Excerpts of pointing data:

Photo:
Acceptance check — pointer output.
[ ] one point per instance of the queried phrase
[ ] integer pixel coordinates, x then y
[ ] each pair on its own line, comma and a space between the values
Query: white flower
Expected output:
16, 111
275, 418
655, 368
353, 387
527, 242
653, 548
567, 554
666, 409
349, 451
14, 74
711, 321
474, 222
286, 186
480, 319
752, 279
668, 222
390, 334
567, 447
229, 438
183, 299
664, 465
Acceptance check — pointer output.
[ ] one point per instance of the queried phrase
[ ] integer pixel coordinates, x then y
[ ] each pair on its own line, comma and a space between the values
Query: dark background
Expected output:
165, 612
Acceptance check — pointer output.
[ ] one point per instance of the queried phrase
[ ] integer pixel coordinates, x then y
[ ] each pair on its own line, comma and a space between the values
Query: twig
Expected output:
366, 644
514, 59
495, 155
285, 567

● **PROBLEM DESCRIPTION**
Repeat every line of the entries above without changing anything.

● **OUTPUT OF THE EXERCISE**
Photo:
Acceptance check — pointer output.
[ ] one point per instance of the queried phrase
[ ] integer pixel coordinates, x then y
[ ] each pair on its own line, comma and a space between the values
Query: white flower
Expected output:
16, 111
275, 418
655, 368
353, 387
527, 242
653, 548
567, 554
666, 409
349, 451
14, 74
711, 321
474, 222
286, 186
480, 319
752, 279
668, 222
390, 334
567, 447
229, 438
183, 299
664, 465
Acceptance check — pointer output.
[ ] one point per instance of the queried phrase
[ ] integer pixel coordinates, x then y
[ ] each pair on its own line, comma and a space between the values
Query: dark background
Expected output:
165, 612
Acceptance check — pointer output.
[ ] one point per instance of the queried phrase
[ ] integer pixel coordinates, x then y
[ ] each pair on its own line, comma and a space between the values
Query: twig
Expected output:
366, 644
514, 59
495, 155
285, 567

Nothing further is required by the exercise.